WHAT YOU NEED TO DO:
1) In the article on Cardinal George Pell's appeal, who is named as Pell's lawyer?
2) Please reproduce the part of the article on Cardinal George Pell's appeal that runs from "Pell was largely" up to and including "under state law.".

SELECTED EXTRACT:

---*---

In this Feb. 26, 2019, photo, Cardinal George Pell leaves the County Court in Melbourne, Australia. Australia's highest court will deliver its ruling on April 7, 2020 on whether to overturn the convictions of Pell, the most senior Catholic convicted of child sex abuse. The 78-year-old Pell is one year into a six-year sentence for molesting two 13-year-old choirboys in Melbourne’s St. Patrick’s Cathedral while he was the city’s archbishop in the late 1990s. (AP/Andy Brownbill)
Australia's highest court will deliver its ruling next week on whether to overturn the convictions of Cardinal George Pell, the most senior Catholic convicted of child sex abuse.
The 78-year-old Pell is one year into a six-year sentence for molesting two 13-year-old choirboys in Melbourne's St. Patrick's Cathedral while he was the city's archbishop in the late 1990s.
The High Court said April 2 a single judge will deliver the verdicts of all seven at 10 a.m. April 7 in the east coast city of Brisbane. It had heard his appeal March 11-12 before the court's hearings were canceled due to the coronavirus risk.
The court's decision could be the last chance for Pope Francis' former finance minister to clear his name.
A Victoria state County Court jury convicted Pell on all charges in December 2018. The Victoria Court of Appeal in August last year rejected his appeal against the jury verdicts in a 2-1 majority decision.
Pell's lawyer, Bret Walker, told the High Court last month that if it found the Victorian appeals court had made a mistake in upholding the convictions, Pell should be acquitted.
Prosecutor Kerri Judd told the seven judges that if there were a mistake, they should send the case back to the appeals court to hear it again.
Otherwise, the High Court should hear more evidence and decide itself whether the convictions should stand, Judd said.
Pell was largely convicted on the testimony of one of the choirboys, now in his 30s with a young family.
He first went to police in 2015 after the second victim died of a heroin overdose at the age of 31. Neither can be identified under state law.
Much of the High Court hearing focused on whether the jury should have had a reasonable doubt about Pell's guilt and whether he could have had time to molest the boys in five or six minutes immediately after a Mass.

---*---

RECORDED INFORMATION:
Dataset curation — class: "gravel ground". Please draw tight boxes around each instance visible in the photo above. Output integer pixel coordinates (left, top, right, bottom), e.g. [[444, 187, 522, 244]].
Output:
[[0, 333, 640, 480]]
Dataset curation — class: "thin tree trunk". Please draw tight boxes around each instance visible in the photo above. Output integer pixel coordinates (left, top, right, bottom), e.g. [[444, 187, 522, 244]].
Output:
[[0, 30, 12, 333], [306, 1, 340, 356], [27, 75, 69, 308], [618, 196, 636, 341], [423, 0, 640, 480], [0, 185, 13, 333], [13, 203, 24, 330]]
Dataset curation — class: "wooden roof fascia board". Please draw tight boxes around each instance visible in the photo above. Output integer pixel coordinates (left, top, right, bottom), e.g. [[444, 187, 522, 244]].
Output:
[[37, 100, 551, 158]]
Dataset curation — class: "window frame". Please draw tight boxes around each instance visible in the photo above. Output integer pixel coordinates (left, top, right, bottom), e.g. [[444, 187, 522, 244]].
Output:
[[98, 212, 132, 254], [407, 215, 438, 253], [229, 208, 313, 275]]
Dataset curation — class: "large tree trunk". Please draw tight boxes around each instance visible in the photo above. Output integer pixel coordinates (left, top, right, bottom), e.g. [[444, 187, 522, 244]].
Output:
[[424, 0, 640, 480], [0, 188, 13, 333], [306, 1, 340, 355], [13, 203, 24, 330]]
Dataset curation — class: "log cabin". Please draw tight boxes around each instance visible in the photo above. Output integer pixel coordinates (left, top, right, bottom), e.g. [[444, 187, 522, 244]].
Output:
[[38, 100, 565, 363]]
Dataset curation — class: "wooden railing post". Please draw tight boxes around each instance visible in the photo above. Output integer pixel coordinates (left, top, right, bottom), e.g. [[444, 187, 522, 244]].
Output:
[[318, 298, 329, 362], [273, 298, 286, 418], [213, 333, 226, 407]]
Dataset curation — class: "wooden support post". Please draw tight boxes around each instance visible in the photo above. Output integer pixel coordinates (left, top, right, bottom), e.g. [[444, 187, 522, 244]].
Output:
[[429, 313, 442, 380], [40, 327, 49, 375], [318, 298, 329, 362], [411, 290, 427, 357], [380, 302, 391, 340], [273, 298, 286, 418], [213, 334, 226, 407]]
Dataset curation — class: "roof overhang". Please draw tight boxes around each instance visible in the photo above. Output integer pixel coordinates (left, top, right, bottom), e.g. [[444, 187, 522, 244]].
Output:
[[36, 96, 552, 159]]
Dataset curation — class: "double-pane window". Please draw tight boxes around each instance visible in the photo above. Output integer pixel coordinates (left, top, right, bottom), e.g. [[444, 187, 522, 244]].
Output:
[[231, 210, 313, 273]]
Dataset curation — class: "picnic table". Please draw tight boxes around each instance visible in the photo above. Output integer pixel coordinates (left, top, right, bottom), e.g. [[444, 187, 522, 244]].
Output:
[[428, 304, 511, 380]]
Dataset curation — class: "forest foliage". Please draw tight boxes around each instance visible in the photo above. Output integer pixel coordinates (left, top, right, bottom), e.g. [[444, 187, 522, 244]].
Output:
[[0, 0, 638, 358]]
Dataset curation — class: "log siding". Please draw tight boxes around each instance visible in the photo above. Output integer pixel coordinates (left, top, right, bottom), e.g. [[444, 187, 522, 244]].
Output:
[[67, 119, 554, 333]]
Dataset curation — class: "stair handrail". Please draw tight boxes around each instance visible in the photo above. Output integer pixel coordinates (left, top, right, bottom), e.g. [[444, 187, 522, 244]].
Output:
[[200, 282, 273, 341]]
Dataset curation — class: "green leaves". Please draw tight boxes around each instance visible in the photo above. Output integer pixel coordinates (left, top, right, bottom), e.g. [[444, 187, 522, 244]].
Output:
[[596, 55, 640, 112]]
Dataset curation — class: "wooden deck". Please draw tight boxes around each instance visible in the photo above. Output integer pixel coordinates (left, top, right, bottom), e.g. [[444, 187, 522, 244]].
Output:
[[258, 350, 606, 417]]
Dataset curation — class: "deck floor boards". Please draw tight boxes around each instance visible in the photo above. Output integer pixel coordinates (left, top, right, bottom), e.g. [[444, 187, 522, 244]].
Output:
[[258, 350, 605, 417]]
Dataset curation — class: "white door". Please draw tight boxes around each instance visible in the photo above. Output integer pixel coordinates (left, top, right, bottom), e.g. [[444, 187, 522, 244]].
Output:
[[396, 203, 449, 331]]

---*---

PER-TASK ANSWERS:
1) Bret Walker

2)
Pell was largely convicted on the testimony of one of the choirboys, now in his 30s with a young family.
He first went to police in 2015 after the second victim died of a heroin overdose at the age of 31. Neither can be identified under state law.